--- Records for the task ---

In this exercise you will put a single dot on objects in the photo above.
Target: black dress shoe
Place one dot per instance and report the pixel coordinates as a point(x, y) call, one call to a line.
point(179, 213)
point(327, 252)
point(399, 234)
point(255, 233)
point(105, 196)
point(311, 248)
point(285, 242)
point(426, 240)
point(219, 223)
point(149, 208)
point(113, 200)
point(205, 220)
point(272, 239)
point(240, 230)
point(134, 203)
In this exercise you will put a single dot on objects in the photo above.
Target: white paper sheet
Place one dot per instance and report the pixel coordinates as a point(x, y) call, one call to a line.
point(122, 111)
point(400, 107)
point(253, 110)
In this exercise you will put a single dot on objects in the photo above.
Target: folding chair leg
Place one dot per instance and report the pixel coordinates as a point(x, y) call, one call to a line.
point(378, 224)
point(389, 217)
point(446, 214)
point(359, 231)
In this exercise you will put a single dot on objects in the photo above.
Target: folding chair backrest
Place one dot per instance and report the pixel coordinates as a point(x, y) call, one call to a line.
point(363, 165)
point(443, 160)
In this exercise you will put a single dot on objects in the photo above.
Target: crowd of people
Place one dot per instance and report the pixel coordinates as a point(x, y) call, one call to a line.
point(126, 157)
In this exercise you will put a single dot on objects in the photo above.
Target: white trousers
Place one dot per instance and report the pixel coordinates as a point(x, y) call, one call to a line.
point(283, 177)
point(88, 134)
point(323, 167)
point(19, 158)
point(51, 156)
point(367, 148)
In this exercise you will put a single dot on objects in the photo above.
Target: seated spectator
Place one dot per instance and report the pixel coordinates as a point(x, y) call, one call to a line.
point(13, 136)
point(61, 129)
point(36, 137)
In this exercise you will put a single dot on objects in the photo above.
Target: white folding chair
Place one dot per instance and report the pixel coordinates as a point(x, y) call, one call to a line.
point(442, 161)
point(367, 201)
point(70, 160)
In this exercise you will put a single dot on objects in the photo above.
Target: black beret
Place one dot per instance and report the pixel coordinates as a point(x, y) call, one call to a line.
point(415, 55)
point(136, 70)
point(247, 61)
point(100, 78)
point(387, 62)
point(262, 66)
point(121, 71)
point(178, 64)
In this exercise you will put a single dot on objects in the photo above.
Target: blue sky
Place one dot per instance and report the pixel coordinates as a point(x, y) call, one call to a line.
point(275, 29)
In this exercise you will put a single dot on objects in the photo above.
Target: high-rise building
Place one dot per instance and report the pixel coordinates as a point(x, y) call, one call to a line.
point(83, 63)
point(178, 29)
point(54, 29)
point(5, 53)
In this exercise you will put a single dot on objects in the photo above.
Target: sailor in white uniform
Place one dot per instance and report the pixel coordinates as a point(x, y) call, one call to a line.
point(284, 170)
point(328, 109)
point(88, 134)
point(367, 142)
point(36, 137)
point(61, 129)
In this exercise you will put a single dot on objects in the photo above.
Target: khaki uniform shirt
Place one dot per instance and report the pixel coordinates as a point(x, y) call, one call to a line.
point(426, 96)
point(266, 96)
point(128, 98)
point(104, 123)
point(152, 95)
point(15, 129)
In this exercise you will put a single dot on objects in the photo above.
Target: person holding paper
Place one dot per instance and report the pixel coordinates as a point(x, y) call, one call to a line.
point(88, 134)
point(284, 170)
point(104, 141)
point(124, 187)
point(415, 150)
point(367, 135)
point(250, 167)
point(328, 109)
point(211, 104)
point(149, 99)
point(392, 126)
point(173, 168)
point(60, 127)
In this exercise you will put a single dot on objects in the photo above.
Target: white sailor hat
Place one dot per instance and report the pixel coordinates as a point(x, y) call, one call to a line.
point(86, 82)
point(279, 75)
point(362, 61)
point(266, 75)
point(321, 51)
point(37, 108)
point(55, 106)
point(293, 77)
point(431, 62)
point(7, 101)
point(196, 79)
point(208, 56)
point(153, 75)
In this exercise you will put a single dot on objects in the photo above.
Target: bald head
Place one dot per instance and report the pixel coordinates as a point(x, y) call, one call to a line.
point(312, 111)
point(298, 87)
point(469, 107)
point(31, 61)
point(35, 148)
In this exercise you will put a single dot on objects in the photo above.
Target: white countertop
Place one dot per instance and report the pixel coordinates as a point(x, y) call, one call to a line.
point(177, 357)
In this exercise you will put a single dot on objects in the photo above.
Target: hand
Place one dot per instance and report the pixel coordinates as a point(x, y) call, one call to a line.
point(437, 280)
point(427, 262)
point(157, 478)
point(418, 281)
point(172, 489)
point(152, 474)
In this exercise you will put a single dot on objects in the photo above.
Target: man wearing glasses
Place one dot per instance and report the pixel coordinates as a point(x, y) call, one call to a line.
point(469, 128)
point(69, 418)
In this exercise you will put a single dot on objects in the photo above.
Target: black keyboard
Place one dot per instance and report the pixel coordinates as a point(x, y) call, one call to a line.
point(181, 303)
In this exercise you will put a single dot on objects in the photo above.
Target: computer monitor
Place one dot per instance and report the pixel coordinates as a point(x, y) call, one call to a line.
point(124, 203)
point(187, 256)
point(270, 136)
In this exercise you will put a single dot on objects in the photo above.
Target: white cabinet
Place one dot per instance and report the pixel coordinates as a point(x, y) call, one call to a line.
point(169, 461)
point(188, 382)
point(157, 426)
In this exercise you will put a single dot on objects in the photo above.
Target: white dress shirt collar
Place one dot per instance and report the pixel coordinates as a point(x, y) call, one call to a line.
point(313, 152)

---

What is required: List every line of the items above that contains the word "sailor". Case counts, so a match must have the same capital and lowercase letters.

Output for this exercise:
Target: sailor in white uniform
Target: white sailor hat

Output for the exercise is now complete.